**List of tasks:**
A. Output the passage of the essay on assumptions that begins at the words "Assume that you" and stops after the words "grow and change.", copying it exactly.
B. Pick up the essay on assumptions where it stops, adding new sentences after its last line.

**Selected excerpt:**
════════════════════

I remember once, as a scared-to-really-break-the-rules child, maybe twelve years old sitting at the dinner table, and having made an assumption. I can’t recall what it was about, because to this day, that isn’t what lesson was made clear to me at the table.

What I do remember, though, is that once I had made the assumption, my mom asked me: “Donald, do you know what happens when we assume?”

You all know how this goes. I had not heard it before, so mom made me break the word down from the back to the front.

“me.”

“u.”

I couldn’t do it. I remember my eyes getting very big, and mom, with serious face, saying, “you need to say it.” “I can’t.” “You need to say it. What’s the other word?” “I can’t.” “Donald…”

“ass.”

Then a read face, then giggles, then I’m scared for breaking the rules again.

***

Several years later, in grad school, I was taught one of the golden sets of, yes, assumptions, that we as social workers are to carry like a carpenter carries a hammer. Known as Saleeby’s Strengths Perspective, those who are close to me have no doubt heard me repeat it as a mantra, probably (hopefully) most often for myself. One in particular comes to mind most often: 

Assume that you do not know the upper limits of one’s capacity to grow and change, and take individual, group, and community aspiration seriously.

Almost daily with clients, with today as no exception, as they come into my office and sit down on the couch, my own arrogance and ignorance trumps my skill and I find myself assuming that I know someone’s upper capacity to grow and change.

════════════════════

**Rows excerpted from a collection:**
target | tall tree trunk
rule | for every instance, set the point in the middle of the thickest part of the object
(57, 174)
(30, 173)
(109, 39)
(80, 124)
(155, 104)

════════════════════

**Answers by task:**
A.
Assume that you do not know the upper limits of one’s capacity to grow and change, and take individual, group, and community aspiration seriously.

Almost daily with clients, with today as no exception, as they come into my office and sit down on the couch, my own arrogance and ignorance trumps my skill and I find myself assuming that I know someone’s upper capacity to grow and change.

B.
A drunk.
A lazy parent.
A greedy slumlord.
A bad kid.
A messed up family.

Paranoid.
Depressed.
Perpetrator.
Manipulator.
Narcissist.
Insecure.

There is an incredible gift I’ve been offered by those who love me well, and love me most, and that is the gift of assuming they do not know my upper capacity to grow and change. And because of this, they take my aspirations seriously. And because of this, I am often able to meet my own aspirations.

And so, in my work as in my life, the challenge is to assume I do not know the upper limits of others’ capacities to grow and change, and to therefore lean into their aspirations with great expectation. This results in treating people with dignity and respect, and assuming that I don’t know all there is to know about another. Not after the first, fiftieth, or five-hundredth time meeting them.

So, we can assume that we do not know the upper limits of one’s capacity to grow and change, and we therefore take individual, group, and community aspiration seriously.

And thanks for making me say it, mom.